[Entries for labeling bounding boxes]
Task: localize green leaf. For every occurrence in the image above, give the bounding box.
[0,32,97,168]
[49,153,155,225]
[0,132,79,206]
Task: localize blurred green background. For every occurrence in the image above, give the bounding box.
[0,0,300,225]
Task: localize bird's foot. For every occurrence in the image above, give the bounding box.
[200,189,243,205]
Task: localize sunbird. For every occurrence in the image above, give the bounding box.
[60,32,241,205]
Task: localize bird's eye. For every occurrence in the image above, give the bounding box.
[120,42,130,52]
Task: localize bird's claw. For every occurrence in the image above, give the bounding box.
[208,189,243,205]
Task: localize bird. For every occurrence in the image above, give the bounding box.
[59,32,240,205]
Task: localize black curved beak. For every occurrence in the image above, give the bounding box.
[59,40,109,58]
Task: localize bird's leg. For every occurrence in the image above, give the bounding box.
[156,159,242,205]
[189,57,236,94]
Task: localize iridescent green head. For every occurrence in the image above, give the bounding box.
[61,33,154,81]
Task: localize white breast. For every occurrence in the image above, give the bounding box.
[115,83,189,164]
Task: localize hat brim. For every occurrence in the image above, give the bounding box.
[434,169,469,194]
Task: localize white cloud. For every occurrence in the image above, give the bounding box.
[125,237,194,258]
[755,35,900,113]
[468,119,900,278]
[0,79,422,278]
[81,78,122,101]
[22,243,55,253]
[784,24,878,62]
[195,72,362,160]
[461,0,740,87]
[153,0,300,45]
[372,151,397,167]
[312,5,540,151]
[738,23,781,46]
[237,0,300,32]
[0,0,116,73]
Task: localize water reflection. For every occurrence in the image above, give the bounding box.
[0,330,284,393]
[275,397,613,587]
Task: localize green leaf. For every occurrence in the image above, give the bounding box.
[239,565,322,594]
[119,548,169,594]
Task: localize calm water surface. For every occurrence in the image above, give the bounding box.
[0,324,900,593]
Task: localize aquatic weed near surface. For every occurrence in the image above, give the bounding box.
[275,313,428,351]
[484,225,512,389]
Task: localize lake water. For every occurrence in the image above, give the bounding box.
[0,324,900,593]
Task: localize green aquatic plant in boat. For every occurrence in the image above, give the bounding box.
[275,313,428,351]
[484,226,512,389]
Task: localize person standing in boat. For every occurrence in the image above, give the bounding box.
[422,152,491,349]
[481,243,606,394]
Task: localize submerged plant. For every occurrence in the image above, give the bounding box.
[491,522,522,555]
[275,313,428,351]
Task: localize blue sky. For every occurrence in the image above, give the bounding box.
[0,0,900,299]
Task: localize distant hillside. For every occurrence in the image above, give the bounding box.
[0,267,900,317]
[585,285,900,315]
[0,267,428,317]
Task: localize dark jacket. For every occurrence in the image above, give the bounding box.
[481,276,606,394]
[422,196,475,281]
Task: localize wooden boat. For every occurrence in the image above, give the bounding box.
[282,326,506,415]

→ SET PROBLEM: Can you copy the listing above line for line, with nothing changed?

→ TASK SOLUTION:
Task: localize green leaf. For every occurrence in the image above, give the bounding box.
[0,32,97,168]
[49,153,155,225]
[0,132,79,206]
Task: localize blurred green background. For every occurrence in the image above, give the bounding box.
[0,0,300,225]
Task: localize bird's foot. For every occurrence in the image above, give the bounding box.
[200,189,243,205]
Task: localize sunbird. For every occurrence in the image above, give the bounding box.
[60,32,241,205]
Task: localize bird's eye. For every occurrence in the image above, give the bounding box.
[120,42,130,52]
Task: localize bird's claw. For every occurrence in the image above, give the bounding box.
[208,189,243,205]
Task: localize bird. For every occurrence in the image above, give the bounding box.
[59,32,240,205]
Task: localize black curved beak. For every occurrence in the image above, give the bounding box.
[59,40,109,58]
Task: localize bird's leg. For every occurrence in the image above, give the bounding box.
[156,159,242,205]
[189,57,236,94]
Task: localize iridescent green head. For every occurrence in the image above, give the bounding box.
[61,33,154,81]
Task: localize white breast. For every occurrence in the image above, give the bounding box.
[115,83,189,164]
Task: localize hat brim. For every occurrence in the image above, give the bounding box.
[434,169,469,194]
Task: localize white cloud. For every occurrence in the image above, give the bounding box.
[125,237,194,258]
[755,35,900,113]
[468,119,900,278]
[0,79,422,278]
[81,78,122,101]
[22,243,55,253]
[784,24,878,62]
[195,72,362,160]
[461,0,740,87]
[153,0,300,45]
[372,151,397,167]
[312,5,540,151]
[738,23,781,46]
[237,0,300,32]
[0,0,116,73]
Task: localize water reflection. For every occurrence in the image above, give the bounding box.
[0,330,284,393]
[275,397,613,587]
Task: localize green leaf. For every occurrence in the image above, give the bounding box.
[239,565,322,594]
[119,548,169,594]
Task: localize calm water surface. For every occurrence in the image above, give the bounding box.
[0,324,900,593]
Task: localize aquatic weed near surface. For every occurrence in the image above, give the bounding box.
[275,313,428,351]
[484,225,512,389]
Task: localize lake water. For every occurrence in the image above, give the bounding box.
[0,324,900,593]
Task: localize green aquatic plant in boat. For every occurrence in the image above, give the bounding box.
[275,313,428,351]
[484,226,512,389]
Task: localize person standing in boat. For every occurrence in the image above, give the bounding box.
[422,152,491,349]
[481,243,606,394]
Task: localize submerged plant. For every occurrence in the image above, give the bounding box.
[491,522,522,555]
[275,313,428,351]
Task: localize blue sky. For every occurrence in the image above, give the bounding box.
[0,0,900,299]
Task: localize distant hillside. For every occurrence in the image above, give the bounding box.
[0,267,900,317]
[585,285,900,315]
[0,267,428,317]
Task: localize dark jacket. For every occurrence in the image above, give the bounding box.
[481,276,606,394]
[422,196,475,281]
Task: localize wooden boat. For every occurrence in the image above, give the bounding box.
[282,326,506,415]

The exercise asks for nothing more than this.